# What to produce
Please write out exactly the lines that begin at the line containing "Spot the white sash" and run to the end of the records.

Point-based annotation data:
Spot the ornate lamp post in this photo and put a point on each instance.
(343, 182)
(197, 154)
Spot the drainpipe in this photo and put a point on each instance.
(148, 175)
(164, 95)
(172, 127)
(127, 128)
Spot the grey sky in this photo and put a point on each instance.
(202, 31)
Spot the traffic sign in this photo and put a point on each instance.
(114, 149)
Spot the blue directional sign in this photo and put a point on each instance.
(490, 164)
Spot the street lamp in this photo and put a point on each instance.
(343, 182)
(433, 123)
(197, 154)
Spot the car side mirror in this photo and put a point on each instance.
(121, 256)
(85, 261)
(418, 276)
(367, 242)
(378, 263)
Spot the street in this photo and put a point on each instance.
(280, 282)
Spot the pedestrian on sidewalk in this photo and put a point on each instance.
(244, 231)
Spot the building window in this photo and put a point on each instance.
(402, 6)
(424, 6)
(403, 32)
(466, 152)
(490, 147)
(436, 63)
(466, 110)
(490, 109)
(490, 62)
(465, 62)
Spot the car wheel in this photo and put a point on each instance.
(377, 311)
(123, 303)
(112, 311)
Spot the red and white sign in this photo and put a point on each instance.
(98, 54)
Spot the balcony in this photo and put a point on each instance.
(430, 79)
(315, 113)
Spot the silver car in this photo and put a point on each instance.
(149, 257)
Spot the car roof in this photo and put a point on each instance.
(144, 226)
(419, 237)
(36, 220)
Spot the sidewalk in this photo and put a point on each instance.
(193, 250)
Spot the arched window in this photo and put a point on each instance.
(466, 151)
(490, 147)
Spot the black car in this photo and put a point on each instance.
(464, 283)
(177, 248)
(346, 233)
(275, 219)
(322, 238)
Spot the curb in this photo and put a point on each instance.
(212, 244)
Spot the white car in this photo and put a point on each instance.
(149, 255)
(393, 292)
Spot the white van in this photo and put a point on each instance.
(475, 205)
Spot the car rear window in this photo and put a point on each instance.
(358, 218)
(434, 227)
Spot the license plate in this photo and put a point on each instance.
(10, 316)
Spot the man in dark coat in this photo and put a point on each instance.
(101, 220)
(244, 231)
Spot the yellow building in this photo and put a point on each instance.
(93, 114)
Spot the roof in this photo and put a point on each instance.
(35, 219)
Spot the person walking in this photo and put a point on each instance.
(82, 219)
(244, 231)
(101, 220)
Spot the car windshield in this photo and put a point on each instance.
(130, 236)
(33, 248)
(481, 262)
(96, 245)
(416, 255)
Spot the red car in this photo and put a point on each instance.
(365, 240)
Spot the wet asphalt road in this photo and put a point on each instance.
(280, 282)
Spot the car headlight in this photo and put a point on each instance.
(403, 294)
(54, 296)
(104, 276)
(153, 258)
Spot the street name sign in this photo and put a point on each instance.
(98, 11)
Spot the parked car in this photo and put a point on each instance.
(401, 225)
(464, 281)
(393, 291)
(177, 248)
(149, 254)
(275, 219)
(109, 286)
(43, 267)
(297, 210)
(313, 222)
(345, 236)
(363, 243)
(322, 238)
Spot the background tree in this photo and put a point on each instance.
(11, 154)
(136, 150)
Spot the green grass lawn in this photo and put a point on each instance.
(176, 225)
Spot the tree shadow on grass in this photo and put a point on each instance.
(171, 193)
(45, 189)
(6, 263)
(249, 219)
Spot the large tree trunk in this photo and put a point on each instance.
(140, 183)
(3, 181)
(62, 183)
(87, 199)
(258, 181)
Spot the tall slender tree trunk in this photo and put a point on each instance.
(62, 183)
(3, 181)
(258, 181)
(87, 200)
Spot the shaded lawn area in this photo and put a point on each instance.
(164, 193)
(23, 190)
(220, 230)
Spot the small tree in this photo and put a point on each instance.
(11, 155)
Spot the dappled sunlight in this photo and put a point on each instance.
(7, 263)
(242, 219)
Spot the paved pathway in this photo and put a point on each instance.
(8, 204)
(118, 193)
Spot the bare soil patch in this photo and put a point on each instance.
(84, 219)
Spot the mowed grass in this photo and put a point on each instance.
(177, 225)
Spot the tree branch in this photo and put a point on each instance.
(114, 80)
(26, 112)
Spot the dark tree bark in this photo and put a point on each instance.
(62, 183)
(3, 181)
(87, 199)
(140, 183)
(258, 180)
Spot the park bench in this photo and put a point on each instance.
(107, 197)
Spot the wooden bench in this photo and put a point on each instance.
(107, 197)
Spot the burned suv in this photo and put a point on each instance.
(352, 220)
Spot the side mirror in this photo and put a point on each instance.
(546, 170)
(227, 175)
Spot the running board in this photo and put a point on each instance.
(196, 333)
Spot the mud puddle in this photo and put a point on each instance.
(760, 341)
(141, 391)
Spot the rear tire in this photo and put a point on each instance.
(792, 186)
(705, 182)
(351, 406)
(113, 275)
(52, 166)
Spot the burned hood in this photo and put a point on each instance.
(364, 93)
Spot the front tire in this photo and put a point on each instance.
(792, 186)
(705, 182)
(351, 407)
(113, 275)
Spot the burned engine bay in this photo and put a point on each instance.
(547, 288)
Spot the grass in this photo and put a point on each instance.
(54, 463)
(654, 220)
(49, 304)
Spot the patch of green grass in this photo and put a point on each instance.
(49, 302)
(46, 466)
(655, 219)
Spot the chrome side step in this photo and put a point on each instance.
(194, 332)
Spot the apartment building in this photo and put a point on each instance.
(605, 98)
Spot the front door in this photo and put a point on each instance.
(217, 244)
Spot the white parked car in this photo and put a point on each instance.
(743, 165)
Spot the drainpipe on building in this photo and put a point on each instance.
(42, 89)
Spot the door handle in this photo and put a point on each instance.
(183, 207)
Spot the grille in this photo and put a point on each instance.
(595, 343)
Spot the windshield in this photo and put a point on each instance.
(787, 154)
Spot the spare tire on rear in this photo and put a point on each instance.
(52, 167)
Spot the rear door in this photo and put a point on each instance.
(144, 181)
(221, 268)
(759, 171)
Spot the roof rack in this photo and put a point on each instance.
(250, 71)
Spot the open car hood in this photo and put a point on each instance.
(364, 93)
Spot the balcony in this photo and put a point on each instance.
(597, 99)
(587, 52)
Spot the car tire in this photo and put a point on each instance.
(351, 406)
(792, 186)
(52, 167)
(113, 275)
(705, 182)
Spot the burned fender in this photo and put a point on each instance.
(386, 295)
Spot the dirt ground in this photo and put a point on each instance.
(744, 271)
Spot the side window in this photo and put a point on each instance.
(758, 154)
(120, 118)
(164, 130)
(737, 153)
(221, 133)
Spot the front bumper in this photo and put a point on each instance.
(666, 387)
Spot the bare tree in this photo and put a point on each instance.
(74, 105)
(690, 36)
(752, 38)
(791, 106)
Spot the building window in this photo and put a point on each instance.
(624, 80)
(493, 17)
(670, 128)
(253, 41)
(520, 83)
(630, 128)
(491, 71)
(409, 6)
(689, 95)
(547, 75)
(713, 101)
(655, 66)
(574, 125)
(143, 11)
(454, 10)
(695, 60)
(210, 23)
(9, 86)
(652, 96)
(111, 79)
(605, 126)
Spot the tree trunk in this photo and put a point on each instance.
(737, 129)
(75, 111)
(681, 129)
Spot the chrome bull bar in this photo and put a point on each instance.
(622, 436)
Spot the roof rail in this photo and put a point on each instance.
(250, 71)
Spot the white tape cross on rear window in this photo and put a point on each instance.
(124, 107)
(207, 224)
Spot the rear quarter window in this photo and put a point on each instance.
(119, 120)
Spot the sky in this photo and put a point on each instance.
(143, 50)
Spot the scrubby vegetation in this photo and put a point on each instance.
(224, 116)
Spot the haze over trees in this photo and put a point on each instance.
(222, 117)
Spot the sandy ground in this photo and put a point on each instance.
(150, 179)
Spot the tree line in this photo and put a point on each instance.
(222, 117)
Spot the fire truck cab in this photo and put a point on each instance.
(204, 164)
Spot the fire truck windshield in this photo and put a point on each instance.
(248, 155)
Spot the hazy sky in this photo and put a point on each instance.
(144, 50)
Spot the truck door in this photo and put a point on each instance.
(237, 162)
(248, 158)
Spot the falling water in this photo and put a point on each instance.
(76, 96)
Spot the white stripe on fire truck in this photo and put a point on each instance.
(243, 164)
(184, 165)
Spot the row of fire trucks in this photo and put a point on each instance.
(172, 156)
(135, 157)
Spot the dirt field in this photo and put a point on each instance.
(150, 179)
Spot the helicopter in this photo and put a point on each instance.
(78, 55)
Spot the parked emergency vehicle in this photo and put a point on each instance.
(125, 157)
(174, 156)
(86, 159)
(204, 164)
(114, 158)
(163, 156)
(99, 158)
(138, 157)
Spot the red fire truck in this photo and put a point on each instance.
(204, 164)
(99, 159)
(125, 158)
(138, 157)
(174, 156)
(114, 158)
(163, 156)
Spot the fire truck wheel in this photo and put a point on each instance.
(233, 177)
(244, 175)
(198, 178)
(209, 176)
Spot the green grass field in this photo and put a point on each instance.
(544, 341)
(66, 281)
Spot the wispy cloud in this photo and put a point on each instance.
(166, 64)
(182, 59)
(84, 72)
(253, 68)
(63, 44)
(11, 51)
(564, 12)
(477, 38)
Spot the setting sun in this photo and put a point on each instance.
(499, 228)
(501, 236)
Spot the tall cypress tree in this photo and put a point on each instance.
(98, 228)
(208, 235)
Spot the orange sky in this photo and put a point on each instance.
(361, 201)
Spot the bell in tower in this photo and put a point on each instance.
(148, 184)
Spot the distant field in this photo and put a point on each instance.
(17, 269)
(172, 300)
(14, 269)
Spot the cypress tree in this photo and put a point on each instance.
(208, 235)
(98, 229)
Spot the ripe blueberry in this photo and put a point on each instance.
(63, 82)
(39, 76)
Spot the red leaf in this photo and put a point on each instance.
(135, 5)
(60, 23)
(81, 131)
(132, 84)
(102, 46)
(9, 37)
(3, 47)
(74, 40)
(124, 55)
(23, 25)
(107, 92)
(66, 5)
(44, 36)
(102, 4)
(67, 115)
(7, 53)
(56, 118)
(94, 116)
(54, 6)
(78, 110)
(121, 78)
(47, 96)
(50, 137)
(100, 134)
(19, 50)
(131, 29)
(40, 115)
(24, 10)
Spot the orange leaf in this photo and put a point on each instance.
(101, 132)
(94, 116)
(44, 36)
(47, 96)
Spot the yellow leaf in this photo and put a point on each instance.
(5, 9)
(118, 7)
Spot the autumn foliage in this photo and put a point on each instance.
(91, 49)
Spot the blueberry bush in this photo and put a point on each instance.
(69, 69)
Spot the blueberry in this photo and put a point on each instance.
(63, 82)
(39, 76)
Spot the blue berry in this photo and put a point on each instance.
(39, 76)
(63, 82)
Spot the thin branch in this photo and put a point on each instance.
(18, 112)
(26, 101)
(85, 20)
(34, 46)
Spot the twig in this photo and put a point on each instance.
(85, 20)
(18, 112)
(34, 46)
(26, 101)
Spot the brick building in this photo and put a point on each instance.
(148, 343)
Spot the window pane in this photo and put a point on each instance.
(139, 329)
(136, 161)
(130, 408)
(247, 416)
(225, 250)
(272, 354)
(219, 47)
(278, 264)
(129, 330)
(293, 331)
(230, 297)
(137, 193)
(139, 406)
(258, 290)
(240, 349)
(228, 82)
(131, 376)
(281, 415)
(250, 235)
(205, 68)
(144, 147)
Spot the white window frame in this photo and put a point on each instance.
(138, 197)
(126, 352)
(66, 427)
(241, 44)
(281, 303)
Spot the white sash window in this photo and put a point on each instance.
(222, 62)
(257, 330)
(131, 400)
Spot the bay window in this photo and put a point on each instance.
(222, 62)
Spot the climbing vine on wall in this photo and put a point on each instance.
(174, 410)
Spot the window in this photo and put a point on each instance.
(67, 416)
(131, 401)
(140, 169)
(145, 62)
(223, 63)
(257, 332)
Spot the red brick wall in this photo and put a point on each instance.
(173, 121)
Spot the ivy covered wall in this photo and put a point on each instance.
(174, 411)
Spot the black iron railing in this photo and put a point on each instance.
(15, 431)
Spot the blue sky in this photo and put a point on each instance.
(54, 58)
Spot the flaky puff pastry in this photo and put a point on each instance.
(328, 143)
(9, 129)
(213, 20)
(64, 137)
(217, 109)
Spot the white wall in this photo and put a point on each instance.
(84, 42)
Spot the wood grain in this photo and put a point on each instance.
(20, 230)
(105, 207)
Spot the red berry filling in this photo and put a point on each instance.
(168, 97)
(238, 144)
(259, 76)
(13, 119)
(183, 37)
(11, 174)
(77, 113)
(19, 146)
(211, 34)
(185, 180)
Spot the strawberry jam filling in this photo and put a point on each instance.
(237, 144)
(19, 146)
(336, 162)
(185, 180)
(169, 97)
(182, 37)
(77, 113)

# Answer to the task
Spot the white sash window in this photo and put a point on each instance.
(222, 62)
(257, 330)
(131, 400)
Spot the bay window in this photo and put a point on each instance.
(222, 62)
Spot the climbing vine on wall in this photo and put a point on each instance.
(174, 410)
Spot the window in this photo and put a point on each instance.
(67, 416)
(131, 401)
(140, 169)
(145, 62)
(223, 63)
(257, 332)
Spot the red brick wall in this photo and put a point on each instance.
(173, 121)
Spot the ivy covered wall in this photo and put a point on each instance.
(174, 411)
Spot the black iron railing in this photo and put a point on each instance.
(15, 431)
Spot the blue sky in this photo and put a point on each instance.
(54, 58)
Spot the flaky puff pastry in this photo and put a point on each instance.
(328, 143)
(9, 129)
(213, 20)
(64, 137)
(217, 109)
Spot the white wall in this photo and put a point on each instance.
(84, 42)
Spot the wood grain in this photo and put a point on each instance.
(20, 230)
(105, 207)
Spot the red berry filling in this photo and put a point on each instance.
(168, 97)
(238, 144)
(259, 76)
(13, 119)
(183, 37)
(11, 174)
(77, 113)
(19, 146)
(211, 34)
(185, 180)
Spot the strawberry jam filling in this photo and put a point on each instance.
(237, 144)
(19, 146)
(336, 162)
(185, 180)
(169, 97)
(182, 37)
(77, 113)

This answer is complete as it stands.